---- DATASET RECORDS
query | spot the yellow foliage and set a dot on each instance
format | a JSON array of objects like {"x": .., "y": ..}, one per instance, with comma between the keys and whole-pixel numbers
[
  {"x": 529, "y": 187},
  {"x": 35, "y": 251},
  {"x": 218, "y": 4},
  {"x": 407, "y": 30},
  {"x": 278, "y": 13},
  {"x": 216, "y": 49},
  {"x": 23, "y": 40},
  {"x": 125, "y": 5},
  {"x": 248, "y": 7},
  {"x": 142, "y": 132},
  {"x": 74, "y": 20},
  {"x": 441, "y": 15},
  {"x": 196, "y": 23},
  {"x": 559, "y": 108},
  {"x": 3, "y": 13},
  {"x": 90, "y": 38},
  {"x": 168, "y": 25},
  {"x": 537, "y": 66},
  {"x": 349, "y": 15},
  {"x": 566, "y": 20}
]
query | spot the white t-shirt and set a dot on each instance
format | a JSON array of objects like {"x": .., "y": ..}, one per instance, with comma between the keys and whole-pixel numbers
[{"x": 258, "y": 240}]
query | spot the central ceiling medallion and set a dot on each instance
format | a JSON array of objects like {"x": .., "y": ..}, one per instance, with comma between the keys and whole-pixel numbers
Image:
--------
**WORK TO COMPLETE:** Restate each of the entries above verbatim.

**ANSWER BELOW:**
query | spot the yellow foliage and set a dot on each instance
format | a JSON array of objects like {"x": .., "y": ..}, one per instance, with comma between the keys and whole-pixel numbers
[
  {"x": 529, "y": 187},
  {"x": 35, "y": 251},
  {"x": 218, "y": 4},
  {"x": 407, "y": 30},
  {"x": 278, "y": 13},
  {"x": 216, "y": 49},
  {"x": 23, "y": 40},
  {"x": 125, "y": 5},
  {"x": 248, "y": 7},
  {"x": 142, "y": 132},
  {"x": 74, "y": 20},
  {"x": 441, "y": 15},
  {"x": 196, "y": 23},
  {"x": 559, "y": 108},
  {"x": 3, "y": 13},
  {"x": 90, "y": 38},
  {"x": 168, "y": 25},
  {"x": 537, "y": 66},
  {"x": 349, "y": 15},
  {"x": 566, "y": 20}
]
query | spot the white t-shirt and set a dot on each instance
format | a JSON array of objects like {"x": .., "y": ..}, one per instance, with comma between the keys and whole-pixel numbers
[{"x": 258, "y": 240}]
query | spot the central ceiling medallion and set a dot on each instance
format | a JSON array of objects like {"x": .., "y": ..}, one per instance, with comma between the keys and whole-pixel numbers
Image:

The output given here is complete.